● **SET TASKS**
1 - Repeat word for word the part of the encode method documentation that opens with the words containing "num_workers (int, optional)" and closes with "bar or not.".
2 - Write what comes next in the encode method documentation, picking up after its last line.

● **PROVIDED TEXT**
Encode input documents and output the document embeddings.

Parameters

inputs (dict) –
inputs = {

‘x’: pd.DataFrame,

’fields’: list[str],

’ctx_fields’: list[str],

’tag’: str,

}

Share the same input format as the train_data in fit function. If fields, ctx_fields, tag are not given, will reuse the ones used during training.
batch_size (int, optional) – The batch size when encoding trials.
num_workers (int, optional) – The number of workers when building the val dataloader.
return_dict (bool) – If set True, return dict[np.ndarray]. Else, return np.ndarray with the order same as the input documents.
verbose (bool) – Whether plot progress bar or not.

Returns

embs – Encoded trial-level embeddings with key (tag) and value (embedding)..

● **SUPPLIED DATA**
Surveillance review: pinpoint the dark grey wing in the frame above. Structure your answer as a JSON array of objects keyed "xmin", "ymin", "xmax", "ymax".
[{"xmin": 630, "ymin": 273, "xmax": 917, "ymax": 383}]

● **TASK RESPONSES**
1 -
num_workers (int, optional) – The number of workers when building the val dataloader.
return_dict (bool) – If set True, return dict[np.ndarray]. Else, return np.ndarray with the order same as the input documents.
verbose (bool) – Whether plot progress bar or not.

2 -
Return type

dict[np.ndarray]

evaluate(test_data)[source]

Evaluate within the given trial and corresponding candidate trials.

Parameters

test_data (dict) –

test_data =

{

‘x’: pd.DataFrame,

’y’: pd.DataFrame

}

The provided labeled dataset for test trials. Follow the format listed above.

Returns

results – A dict of metrics and the values.

Return type

dict[float]

Notes

x =

target_trial | trial1 | trial2 | trial3 |

nct01 | nct02 | nct03 | nct04 |

y =

label1 | label2 | label3 |

0 | 0 | 1 |

fit(train_data, valid_data=None)[source]

Train the trial2vec model to get document embeddings for trial search.

Parameters

train_data (dict) –
train_data =

{

‘x’: pd.DataFrame,

’fields’: list[str],

’ctx_fields’: list[str],

’tag’: str,

}

Training corpus for the model.
- x: a dataframe of trial documents.
- fields: optional, the fields of documents to use for training as key attributes. If not given, the model uses all fields in x.
- ctx_fields: optional, the fields of documents which belong to context components. If not given, the model will only learn from fields.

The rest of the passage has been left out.